### Task requirements
a - According to the David Bashow biography, in what year did Bashow move to Fredericton with his family?
b - Reproduce everything in the David Bashow biography from "Bashow's book Knights" down to "Manfred von Richthofen.".
c - For each statement, say whether the David Bashow biography agrees with it, and quote the words that decide it: (i) Bashow served 36 years in the Royal Canadian Air Force. (ii) Bashow argues that Roy Brown shot down the Red Baron. (iii) Canadian Military Journal is a bilingual publication.

### Supplied text
^^^^^^^^

- Born: 1946 (age 79–80) Calgary, Alberta
- Education: University of New Brunswick
- Occupation: Military historian
- Notable work: No Prouder Place: Canadians and the Bomber Command Experience 1939–1945 (2005)

= David Bashow =

Canadian author

David L. Bashow (born 1946)
is a Canadian author. Bashow served 36 years in the Royal Canadian Air Force, and is a retired Lieutenant-Colonel.

==Career==
Bashow was born in Calgary, Alberta. He moved to Fredericton with his family in 1958, and attended high school and then the University of New Brunswick (UNB). He joined the Canadian Air Force after graduating from UNB, serving as a fighter pilot; he has written books on air-force related topics, and has taught both in the United States and in Canada.

Bashow, who lives in Canada with his wife Heather, is an associate professor of history at the Royal Military College of Canada, and editor of Canadian Military Journal, a bilingual, peer-reviewed academic journal.

Bashow's book Knights of the Air, about Canadian fighter pilots in the First World War, revisited an aspect of history covered as heroic and chivalrous by earlier writers, including Norman Harris in Knights of the Air (1958), and Arch Whitehouse's The Years of the Sky Kings (1959). Bashow sees the air war as "a dirty piece of business," in which the flying aces "were a rather ruthless bunch, who often travelled alone, looked for the weak or wounded, snuck up behind them and shot them in the back." He weighs in on longstanding disputes, arguing that Billy Bishop did carry out a solo attack on a German aerodrome at dawn and that Roy Brown was not the pilot who shot down the "Red Baron," Manfred von Richthofen.

Bashow's book All the Fine Young Eagles, about the Canadian fighter pilots in the Second World War. Bashow had a Starfighter poster on his wall as a teenager, and flew them as a peacetime Air force pilot.

=== Controversies ===
- Regarding whether a Canadian or an Australian fired the fatal bullet that killed German Air Force pilot The Red Baron during World War I in France, Bashow, editor of Canada Military Journal (and a former Royal Canadian Air Force pilot) came down on the Australian side: "(Brown’s) flight-path geometry just does not work." The New York Times's first report, 2 days after it happened, April 23, 1918 didn't take sides then, and used the word "presumably" in 1971 for the Canadian side.

^^^^^^^^

### Lines of data

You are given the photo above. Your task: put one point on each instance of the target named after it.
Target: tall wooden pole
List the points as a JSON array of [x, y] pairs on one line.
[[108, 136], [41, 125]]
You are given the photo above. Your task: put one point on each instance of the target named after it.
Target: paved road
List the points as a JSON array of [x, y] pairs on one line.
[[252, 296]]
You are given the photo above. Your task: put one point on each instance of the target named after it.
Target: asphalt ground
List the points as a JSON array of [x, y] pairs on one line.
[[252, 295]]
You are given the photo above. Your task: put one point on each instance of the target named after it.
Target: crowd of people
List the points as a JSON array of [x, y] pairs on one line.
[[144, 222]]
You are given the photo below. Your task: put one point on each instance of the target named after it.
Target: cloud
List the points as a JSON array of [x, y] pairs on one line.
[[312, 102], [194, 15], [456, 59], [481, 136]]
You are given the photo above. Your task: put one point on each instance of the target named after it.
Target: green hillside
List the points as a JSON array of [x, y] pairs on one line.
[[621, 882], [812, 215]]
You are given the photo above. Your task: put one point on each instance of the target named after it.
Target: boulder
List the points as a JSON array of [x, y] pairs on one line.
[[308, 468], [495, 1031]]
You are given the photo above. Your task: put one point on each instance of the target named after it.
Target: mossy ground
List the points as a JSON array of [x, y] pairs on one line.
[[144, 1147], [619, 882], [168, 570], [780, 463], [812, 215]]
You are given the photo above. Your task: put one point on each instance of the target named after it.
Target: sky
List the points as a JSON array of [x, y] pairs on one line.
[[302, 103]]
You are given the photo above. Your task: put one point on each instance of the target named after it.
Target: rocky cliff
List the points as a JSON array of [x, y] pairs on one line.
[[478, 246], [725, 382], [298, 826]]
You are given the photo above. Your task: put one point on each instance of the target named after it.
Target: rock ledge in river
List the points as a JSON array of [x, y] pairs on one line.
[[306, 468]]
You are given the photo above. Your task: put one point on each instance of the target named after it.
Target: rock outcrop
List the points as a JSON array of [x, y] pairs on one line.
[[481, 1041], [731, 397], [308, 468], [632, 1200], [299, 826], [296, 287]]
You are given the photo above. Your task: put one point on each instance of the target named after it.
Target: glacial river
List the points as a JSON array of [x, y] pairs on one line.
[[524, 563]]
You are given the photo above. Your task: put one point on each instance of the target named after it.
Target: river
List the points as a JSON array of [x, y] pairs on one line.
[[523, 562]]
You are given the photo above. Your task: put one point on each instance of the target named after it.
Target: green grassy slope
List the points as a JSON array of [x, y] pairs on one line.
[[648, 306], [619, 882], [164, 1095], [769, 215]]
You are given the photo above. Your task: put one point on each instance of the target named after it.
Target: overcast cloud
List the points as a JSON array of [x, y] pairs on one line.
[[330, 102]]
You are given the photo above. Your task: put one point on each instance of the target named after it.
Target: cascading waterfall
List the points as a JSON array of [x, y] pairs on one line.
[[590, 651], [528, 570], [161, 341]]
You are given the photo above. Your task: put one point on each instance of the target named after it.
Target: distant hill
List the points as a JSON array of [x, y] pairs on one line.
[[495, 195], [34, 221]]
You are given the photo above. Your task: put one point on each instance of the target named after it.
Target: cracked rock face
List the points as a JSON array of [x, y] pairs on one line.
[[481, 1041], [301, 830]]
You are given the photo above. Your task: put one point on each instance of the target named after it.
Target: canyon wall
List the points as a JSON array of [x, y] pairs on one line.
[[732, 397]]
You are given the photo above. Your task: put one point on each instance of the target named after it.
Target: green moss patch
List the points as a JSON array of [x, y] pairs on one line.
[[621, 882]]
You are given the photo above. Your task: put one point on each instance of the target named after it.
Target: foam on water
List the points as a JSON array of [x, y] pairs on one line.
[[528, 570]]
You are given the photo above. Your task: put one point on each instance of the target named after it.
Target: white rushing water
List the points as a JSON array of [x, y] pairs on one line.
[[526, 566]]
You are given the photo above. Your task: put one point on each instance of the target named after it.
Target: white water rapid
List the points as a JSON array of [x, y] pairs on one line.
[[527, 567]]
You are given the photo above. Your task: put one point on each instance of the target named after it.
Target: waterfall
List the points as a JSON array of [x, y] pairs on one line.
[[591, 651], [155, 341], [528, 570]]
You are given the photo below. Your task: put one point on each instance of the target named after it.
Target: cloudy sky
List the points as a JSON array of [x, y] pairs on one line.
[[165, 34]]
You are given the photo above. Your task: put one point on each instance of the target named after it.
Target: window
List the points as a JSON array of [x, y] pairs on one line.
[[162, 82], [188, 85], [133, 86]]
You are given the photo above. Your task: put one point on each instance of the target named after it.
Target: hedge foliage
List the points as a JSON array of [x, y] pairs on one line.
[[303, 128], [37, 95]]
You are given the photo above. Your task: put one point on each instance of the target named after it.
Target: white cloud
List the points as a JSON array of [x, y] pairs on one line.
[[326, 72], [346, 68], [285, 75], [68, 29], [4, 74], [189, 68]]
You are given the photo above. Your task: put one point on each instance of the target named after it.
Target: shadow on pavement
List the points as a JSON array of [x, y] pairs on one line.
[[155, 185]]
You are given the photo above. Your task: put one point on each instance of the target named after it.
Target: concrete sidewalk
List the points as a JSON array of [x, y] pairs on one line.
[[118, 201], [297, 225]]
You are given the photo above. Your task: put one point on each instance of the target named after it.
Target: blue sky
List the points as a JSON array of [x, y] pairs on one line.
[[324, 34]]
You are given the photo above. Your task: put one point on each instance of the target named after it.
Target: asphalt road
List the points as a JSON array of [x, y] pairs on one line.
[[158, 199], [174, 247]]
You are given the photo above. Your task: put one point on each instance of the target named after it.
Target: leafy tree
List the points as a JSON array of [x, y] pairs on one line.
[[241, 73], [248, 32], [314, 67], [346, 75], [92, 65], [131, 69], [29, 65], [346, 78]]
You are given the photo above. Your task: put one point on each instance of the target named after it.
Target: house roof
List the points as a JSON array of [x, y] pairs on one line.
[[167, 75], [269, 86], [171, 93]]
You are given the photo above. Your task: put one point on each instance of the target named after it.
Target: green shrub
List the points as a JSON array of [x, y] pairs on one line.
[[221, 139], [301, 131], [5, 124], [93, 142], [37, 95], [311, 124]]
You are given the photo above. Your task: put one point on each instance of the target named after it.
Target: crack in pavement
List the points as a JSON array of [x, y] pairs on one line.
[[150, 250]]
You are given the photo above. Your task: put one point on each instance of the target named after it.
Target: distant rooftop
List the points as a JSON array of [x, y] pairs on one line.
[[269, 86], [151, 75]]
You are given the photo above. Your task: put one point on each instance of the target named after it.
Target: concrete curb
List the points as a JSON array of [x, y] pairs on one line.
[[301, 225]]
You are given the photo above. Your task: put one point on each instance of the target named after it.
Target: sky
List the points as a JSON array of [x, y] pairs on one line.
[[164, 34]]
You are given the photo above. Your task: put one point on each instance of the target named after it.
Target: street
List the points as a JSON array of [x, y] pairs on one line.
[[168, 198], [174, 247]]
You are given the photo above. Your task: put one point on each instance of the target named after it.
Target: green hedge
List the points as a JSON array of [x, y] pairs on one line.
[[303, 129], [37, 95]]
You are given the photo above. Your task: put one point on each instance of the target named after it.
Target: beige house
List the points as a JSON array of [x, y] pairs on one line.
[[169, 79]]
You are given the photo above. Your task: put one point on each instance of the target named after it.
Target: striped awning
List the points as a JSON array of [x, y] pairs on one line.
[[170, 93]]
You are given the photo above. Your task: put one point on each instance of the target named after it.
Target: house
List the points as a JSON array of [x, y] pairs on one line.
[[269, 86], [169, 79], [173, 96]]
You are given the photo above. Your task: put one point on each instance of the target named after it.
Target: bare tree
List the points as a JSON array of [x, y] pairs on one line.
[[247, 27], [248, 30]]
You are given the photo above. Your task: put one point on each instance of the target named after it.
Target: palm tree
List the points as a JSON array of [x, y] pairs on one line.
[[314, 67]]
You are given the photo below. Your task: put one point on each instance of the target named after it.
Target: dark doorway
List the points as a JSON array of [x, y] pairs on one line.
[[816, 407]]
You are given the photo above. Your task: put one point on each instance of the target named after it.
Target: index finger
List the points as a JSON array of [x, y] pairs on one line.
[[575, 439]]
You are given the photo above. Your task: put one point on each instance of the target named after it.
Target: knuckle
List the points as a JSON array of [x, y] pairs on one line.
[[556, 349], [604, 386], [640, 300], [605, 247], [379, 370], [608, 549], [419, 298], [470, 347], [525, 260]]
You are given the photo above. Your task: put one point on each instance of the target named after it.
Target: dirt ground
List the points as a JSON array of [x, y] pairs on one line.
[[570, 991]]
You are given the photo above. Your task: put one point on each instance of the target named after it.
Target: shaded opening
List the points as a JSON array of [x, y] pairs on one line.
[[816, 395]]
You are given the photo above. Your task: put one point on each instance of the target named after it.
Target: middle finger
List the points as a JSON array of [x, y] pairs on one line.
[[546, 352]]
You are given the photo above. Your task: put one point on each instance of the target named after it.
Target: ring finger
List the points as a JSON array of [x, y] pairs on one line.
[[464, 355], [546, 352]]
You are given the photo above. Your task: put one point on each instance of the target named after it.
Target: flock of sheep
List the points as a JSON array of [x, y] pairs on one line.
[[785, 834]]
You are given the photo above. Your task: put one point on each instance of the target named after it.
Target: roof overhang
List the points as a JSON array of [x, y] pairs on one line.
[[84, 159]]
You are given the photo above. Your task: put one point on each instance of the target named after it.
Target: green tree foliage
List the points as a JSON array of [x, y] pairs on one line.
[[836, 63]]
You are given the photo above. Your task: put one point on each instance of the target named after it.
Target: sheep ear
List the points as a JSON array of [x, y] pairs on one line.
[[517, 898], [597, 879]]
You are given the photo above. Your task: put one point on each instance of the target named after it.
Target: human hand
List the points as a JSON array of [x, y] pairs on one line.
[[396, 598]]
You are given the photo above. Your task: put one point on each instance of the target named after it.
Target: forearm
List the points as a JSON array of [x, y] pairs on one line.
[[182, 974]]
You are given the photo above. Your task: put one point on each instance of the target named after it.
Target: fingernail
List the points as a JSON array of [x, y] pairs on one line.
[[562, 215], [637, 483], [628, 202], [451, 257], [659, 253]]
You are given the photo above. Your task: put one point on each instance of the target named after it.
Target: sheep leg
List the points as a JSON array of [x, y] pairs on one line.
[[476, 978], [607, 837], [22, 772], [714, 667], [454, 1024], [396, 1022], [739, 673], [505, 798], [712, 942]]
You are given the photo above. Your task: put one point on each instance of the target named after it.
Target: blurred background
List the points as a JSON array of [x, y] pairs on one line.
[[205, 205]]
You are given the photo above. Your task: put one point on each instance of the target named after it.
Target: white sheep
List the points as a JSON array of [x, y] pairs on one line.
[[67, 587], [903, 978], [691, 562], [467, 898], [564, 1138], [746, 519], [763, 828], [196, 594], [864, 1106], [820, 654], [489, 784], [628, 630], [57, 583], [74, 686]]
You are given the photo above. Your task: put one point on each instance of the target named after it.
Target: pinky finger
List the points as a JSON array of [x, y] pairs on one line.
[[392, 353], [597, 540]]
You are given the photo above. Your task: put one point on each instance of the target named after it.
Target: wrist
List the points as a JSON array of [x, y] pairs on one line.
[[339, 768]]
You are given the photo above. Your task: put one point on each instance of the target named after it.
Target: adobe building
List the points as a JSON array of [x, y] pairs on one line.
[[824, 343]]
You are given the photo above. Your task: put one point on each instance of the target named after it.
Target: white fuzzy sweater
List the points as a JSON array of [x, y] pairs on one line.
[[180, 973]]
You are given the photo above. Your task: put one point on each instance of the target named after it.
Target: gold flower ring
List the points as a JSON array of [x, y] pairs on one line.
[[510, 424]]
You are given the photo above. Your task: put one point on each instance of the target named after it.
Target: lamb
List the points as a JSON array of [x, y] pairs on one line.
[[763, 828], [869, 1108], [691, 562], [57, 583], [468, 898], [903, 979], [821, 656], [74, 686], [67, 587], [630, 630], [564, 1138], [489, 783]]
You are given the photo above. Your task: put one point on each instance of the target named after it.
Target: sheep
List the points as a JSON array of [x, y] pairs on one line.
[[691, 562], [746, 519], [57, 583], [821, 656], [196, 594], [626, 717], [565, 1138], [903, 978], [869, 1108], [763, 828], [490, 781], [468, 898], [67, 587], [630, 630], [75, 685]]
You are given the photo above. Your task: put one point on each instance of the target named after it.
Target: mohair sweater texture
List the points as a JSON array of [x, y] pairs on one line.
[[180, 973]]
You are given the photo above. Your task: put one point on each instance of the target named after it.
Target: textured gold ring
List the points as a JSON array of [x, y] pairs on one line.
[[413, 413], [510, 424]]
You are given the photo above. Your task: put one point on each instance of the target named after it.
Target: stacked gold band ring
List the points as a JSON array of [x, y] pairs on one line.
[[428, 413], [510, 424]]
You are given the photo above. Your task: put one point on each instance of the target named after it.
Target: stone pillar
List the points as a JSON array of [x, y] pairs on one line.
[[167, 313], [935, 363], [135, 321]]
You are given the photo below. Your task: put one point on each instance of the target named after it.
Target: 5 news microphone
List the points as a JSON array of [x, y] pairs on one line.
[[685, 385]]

^^^^^^^^

### List of solutions
a - 1958

b -
Bashow's book Knights of the Air, about Canadian fighter pilots in the First World War, revisited an aspect of history covered as heroic and chivalrous by earlier writers, including Norman Harris in Knights of the Air (1958), and Arch Whitehouse's The Years of the Sky Kings (1959). Bashow sees the air war as "a dirty piece of business," in which the flying aces "were a rather ruthless bunch, who often travelled alone, looked for the weak or wounded, snuck up behind them and shot them in the back." He weighs in on longstanding disputes, arguing that Billy Bishop did carry out a solo attack on a German aerodrome at dawn and that Roy Brown was not the pilot who shot down the "Red Baron," Manfred von Richthofen.

c -
(i) Yes: "Bashow served 36 years in the Royal Canadian Air Force"
(ii) No: "Roy Brown was not the pilot who shot down"
(iii) Yes: "a bilingual, peer-reviewed academic journal"